ACTIVITIES:
1. Repeat the passage of the training log from "Friday: Long Open" up to and including "a leaf right!?", word for word.
2. Pick up the training log on the swim and century ride after its final sentence and carry it forward.

Friday: Long Open Water Swim at Lake Quivira. What great water and great place to swim. I figure it was just shy of a mile that we swam. Felt great. Except for the banging my knee and shin on the rocks. Twice. Woops. Oh, and I coulda sworn I took a stroke into a fish or a snake. I hope it was just a leaf. It had to have just been a leaf right!?
Saturday: My last century and short run. Ugh. This started off horrible. My alarm didn't go off so I didn't get up when I wanted to. My iPod broke. I had a special visitor that I was hoping wouldn't visit this week. Had to pee about 4 times before I got on the bike, 45 minutes later than I wanted to. I rode down Metcalf to Louisburg, into the wind on loose gravel. I thought I was going to wreck a couple times. Then that worst nightmare came closer to being true than it ever has before. I was riding west in Louisburg, near the Casey's on K68 when a red hatchback driving east either didn't see me or thought she could beat me to turn left into a coffeeshop. Keep in mind its 7am in tiny Louisburg, there was little traffic and I swore she saw me. We both slam on our brakes. Hard for me to do going downhill. EEEK!!!!!!! My heart rate rose substantially and I got royally pissed. She continued to the coffeeshop and I tried to keep riding. I made it about 20 feet before my body really reacted and I started shaking and crying. I sat on the curb at Casey's and almost quit. This day was not going as I had planned. But I got up and shook out my nerves and kept riding towards Hillsdale, Gardner and back to my landing pad. I met a friend to ride the final 40 together. Unfortunately, she's been struggling with her knee and on Saturday, the knee was winning. So was the wind. Strong from the south and west, it was a rough ride all day. But I kept pushing a big gear and on the flats of 179th could hold 18-19 mph fairly consistently. I was pleased. We turned around a bit too short, so I had to do another loop after making it back to the house. Turned out a 95.5 mile ride and then quickly changed shoes for a short 1 mile/10 minute run. All I could think was "HOW AM I GOING TO DO 25.2 MORE OF THESE!?!?!?" Good thing walking is allowed! Next time, I'll eat a little more on the ride so I have the energy needed for the run.

RECORD EXCERPTS:
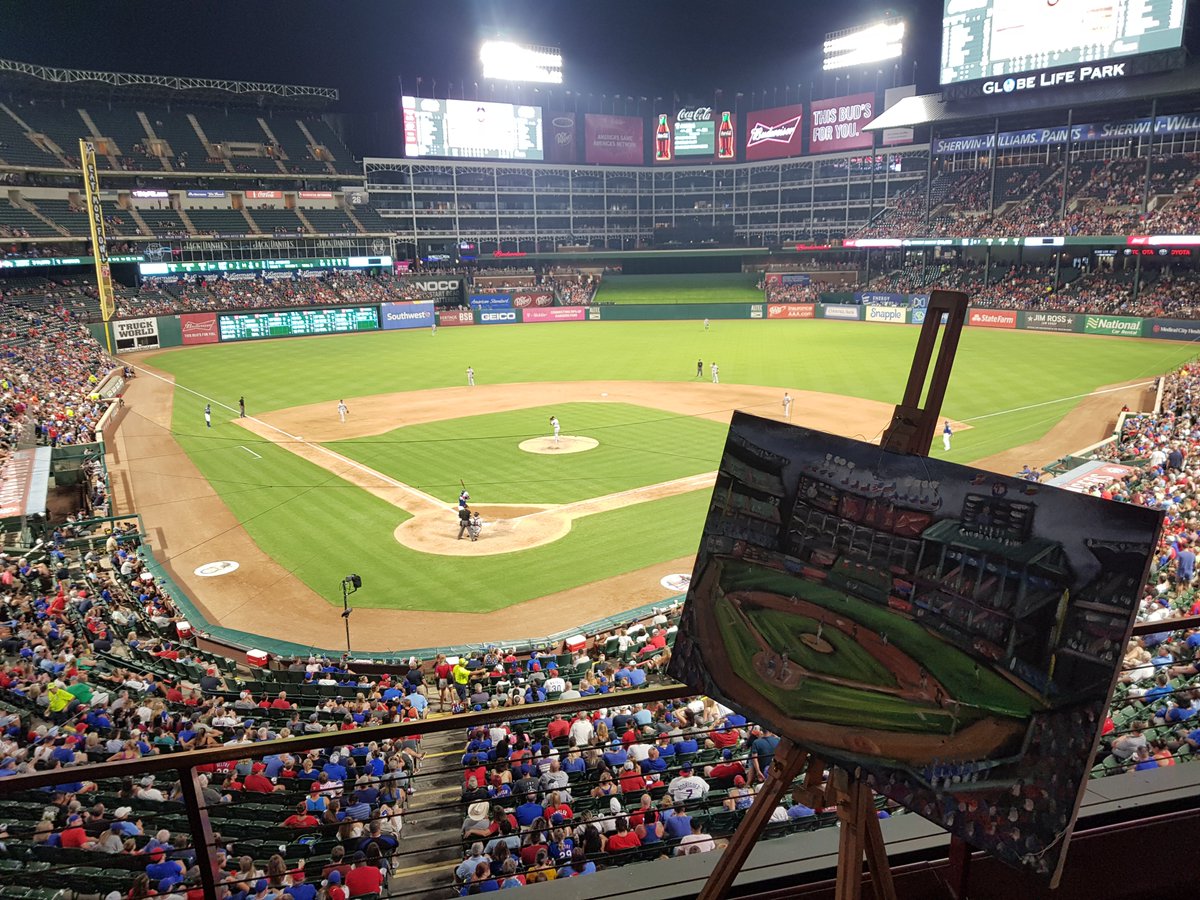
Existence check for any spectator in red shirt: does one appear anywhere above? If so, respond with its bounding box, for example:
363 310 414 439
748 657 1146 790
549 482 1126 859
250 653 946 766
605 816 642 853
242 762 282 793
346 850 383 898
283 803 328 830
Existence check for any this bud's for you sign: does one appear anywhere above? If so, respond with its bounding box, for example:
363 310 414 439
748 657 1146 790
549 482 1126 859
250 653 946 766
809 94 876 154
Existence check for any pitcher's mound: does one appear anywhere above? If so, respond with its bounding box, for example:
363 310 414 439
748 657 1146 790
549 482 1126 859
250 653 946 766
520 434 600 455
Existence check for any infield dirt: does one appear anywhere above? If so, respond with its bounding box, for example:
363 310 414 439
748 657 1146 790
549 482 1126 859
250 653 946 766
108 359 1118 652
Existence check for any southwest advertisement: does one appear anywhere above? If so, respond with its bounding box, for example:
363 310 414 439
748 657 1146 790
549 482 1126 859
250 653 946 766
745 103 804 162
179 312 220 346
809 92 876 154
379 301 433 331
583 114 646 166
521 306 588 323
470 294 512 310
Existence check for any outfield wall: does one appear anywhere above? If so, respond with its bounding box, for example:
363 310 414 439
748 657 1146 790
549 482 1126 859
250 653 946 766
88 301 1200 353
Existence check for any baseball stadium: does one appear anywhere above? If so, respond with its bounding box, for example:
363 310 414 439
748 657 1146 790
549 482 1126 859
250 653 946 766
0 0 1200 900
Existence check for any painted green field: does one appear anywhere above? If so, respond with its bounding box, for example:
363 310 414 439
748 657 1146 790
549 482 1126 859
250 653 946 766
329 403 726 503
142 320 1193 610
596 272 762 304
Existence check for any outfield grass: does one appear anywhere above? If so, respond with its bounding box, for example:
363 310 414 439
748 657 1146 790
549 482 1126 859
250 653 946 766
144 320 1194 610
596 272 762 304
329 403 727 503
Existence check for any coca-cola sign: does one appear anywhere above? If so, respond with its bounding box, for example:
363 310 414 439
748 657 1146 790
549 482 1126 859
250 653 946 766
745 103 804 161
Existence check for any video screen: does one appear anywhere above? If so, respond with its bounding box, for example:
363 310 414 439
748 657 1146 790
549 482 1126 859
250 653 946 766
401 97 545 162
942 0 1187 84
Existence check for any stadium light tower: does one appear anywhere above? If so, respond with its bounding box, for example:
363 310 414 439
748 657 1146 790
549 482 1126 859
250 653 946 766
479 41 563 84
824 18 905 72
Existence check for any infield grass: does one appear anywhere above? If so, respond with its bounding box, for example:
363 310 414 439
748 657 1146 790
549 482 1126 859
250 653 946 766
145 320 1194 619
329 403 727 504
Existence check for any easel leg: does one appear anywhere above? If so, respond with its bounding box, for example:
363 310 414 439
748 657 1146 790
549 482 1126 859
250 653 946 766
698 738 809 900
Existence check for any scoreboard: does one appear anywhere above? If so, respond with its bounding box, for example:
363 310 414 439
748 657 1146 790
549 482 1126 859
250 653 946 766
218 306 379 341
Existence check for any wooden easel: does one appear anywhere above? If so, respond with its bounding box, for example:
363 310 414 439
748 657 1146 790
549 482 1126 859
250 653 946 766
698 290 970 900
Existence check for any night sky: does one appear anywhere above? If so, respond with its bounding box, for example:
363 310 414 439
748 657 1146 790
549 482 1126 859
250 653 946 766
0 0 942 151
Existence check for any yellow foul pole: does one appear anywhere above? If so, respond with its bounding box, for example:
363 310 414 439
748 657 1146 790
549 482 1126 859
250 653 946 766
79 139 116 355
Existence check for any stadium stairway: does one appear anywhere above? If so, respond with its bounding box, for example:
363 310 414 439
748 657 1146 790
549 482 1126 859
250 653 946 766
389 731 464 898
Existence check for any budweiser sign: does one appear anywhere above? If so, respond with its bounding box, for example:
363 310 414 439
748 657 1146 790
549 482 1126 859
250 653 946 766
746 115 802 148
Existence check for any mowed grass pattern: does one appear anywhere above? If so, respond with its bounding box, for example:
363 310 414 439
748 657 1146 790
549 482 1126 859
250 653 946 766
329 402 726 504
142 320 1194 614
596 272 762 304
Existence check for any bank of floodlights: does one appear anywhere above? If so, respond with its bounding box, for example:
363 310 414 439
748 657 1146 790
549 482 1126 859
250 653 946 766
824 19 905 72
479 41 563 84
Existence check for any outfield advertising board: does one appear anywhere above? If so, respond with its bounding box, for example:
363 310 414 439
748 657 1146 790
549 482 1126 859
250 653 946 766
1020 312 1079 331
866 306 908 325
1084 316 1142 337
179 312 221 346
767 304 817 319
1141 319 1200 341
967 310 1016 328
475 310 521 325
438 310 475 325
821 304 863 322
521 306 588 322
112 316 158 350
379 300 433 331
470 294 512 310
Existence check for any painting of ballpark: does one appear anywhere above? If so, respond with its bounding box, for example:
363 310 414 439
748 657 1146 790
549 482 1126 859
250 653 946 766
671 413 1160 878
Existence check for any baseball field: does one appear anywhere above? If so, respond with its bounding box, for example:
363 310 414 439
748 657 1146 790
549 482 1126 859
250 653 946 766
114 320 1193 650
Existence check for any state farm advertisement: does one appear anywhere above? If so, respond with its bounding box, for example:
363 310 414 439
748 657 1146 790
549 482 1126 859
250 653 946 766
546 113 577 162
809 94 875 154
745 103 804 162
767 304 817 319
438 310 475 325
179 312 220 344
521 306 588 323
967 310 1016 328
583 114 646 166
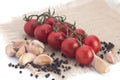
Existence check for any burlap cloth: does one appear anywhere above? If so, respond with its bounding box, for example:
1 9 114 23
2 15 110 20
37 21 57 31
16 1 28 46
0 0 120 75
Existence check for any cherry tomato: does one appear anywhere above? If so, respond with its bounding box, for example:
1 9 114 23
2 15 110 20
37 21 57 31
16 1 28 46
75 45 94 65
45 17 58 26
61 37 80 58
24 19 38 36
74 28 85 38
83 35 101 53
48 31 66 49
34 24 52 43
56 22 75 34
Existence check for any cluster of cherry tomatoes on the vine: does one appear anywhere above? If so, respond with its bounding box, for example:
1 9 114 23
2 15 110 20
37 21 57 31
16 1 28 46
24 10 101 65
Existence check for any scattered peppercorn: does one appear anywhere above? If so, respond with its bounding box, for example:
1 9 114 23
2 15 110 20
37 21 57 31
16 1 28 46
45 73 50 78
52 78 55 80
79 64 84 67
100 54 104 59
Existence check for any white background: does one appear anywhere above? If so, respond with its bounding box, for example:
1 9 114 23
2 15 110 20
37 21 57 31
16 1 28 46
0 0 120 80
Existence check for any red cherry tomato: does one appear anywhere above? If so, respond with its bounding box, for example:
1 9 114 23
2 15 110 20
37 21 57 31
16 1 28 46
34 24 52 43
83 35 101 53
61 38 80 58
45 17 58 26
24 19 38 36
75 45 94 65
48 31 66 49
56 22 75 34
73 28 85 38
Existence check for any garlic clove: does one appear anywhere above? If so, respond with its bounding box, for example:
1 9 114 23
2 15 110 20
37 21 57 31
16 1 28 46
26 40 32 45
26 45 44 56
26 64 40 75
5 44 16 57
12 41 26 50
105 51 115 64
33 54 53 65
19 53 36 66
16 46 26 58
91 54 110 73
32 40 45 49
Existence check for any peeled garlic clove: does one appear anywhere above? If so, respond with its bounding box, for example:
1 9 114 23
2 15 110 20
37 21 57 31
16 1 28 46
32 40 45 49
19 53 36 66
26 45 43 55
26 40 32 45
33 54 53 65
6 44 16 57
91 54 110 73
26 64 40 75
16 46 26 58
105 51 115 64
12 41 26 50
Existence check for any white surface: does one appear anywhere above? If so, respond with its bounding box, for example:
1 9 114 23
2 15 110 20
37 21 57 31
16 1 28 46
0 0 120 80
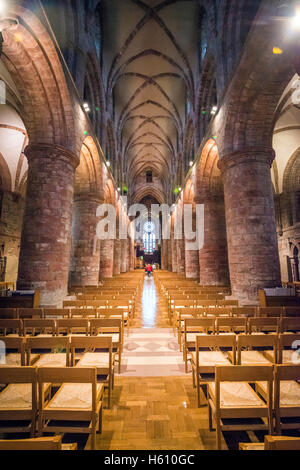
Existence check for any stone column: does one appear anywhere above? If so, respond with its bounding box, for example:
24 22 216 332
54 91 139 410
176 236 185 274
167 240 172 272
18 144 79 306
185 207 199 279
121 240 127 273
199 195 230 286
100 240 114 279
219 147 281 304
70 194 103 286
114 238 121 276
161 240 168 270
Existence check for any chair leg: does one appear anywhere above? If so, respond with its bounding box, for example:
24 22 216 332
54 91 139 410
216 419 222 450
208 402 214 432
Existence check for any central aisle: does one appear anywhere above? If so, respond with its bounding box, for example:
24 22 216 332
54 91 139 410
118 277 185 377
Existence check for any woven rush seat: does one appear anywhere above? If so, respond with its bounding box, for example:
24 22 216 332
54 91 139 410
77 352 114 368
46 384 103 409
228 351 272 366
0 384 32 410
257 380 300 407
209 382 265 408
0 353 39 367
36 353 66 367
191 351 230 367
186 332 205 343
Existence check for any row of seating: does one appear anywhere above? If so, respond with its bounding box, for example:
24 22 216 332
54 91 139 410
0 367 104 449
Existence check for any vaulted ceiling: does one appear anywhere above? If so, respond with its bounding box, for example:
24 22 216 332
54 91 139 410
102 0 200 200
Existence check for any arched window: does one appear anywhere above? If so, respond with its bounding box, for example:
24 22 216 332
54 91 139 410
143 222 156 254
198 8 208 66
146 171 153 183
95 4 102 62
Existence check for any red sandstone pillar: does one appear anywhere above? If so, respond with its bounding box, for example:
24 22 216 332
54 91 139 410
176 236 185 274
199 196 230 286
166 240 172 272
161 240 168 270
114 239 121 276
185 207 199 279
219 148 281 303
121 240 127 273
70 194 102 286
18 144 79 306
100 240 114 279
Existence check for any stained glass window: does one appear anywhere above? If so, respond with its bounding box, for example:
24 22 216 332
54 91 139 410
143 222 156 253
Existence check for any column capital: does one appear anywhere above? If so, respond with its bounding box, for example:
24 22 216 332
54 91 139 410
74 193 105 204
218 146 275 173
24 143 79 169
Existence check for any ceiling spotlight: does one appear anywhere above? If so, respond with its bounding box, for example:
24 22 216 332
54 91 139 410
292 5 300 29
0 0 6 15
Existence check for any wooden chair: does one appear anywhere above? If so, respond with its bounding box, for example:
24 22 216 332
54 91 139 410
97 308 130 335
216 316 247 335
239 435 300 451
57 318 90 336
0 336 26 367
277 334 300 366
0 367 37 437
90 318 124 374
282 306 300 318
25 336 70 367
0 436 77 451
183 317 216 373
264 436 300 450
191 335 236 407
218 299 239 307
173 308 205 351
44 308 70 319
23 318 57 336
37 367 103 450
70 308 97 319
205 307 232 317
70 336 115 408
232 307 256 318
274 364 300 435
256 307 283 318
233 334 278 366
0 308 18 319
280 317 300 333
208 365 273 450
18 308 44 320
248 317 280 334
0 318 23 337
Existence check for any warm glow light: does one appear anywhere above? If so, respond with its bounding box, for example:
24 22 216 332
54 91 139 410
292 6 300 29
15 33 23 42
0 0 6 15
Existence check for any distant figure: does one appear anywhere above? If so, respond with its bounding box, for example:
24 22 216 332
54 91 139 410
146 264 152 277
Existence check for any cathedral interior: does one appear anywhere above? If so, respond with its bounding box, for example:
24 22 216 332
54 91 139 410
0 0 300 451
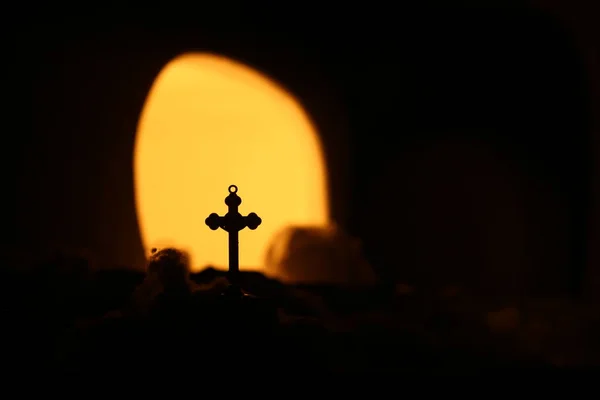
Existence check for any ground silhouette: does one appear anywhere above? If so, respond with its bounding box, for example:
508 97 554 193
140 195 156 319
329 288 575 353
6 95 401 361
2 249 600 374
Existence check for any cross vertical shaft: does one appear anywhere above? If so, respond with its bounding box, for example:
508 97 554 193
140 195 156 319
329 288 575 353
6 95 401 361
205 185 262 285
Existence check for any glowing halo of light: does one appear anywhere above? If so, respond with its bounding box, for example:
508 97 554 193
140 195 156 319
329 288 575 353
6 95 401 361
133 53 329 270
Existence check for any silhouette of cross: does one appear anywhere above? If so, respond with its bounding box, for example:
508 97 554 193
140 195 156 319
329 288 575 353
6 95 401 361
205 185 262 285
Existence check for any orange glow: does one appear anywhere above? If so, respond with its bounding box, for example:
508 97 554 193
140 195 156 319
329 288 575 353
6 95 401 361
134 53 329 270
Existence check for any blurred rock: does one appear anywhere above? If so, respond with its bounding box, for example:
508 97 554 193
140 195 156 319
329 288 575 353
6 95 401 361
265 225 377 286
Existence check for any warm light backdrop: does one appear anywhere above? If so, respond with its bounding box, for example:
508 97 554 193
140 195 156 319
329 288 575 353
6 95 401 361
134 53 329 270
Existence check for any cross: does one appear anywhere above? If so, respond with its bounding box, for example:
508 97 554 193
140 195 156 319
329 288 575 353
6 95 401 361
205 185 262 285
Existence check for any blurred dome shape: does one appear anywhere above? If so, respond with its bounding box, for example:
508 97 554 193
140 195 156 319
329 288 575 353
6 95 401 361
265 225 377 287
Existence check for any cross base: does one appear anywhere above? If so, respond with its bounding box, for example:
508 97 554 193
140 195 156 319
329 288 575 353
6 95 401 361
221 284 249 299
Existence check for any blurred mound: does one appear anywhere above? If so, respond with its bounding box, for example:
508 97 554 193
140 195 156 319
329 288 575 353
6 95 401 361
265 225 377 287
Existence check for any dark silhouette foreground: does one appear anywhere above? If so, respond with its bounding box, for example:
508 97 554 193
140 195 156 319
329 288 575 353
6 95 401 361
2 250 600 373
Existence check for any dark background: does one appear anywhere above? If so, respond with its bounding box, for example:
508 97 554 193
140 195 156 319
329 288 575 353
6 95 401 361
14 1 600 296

RESULTS BY TASK:
1.
Friday: Long Open Water Swim at Lake Quivira. What great water and great place to swim. I figure it was just shy of a mile that we swam. Felt great. Except for the banging my knee and shin on the rocks. Twice. Woops. Oh, and I coulda sworn I took a stroke into a fish or a snake. I hope it was just a leaf. It had to have just been a leaf right!?

2.
Saturday evening: Very successful fundraising event. More on that later!
Sunday: Slept in. Wow. This felt fabulous!!!! I can't remember the last time I didn't have to set an alarm or could lay on the couch watching reruns. I love it. Went to lunch with a great girlfriend and got new shoes at Gribbles, along with GU and an adorble new running top that I gladly sported when I went out for my last 20-miler of this journey. Hit the road about 5 pm. Ran 4 solo and then met another great training buddy to run 6 together. She is always so encouraging and keeps talking to keep me moving. Ran 3 solo to Coach's house to fuel up on salt, gu, gu brew and motivation. He gave me a route that he thought was about the distance I needed to finish up my 20. Well, when I hit 17 miles, I knew I was plenty more than 3 miles from home, so I turned back. I was feeling great. A little bored and lonely, soaked to the bone from the intermittant downpours, but mentally was feeling really strong. I even practiced my IMOO finish line moves in the dark on Lee Blvd. Then I used a little walk break to make it up a baby hill, and when I was ready to start running again, I couldn't. I knew my IT Band was angry at me for all the hell I've put it through over the past days, weeks, months, but I really thought we had come to an understanding. I was flustered, tried to stretch and walk in hopes I could make it home, but had no luck. Then I realized where I was and how close I was to my hero's house! After Aleve, water, puppy kisses and chocolate cake, Sheryl drove me home. That hot shower felt amazing, as did dry clothes. Ah, and leftover pizza from a friend. MMM. Then it took me about 2.5 seconds to pass out. Man, I was beat.
And I can't wait to see the man who will help me win the war with my leg. Tomorrow can't come soon enough. I'm 4 weeks out from the race. I know I can do the distance, now I just need to keep healthy enough so I can do it with a smile on my face and a dance down the finish line.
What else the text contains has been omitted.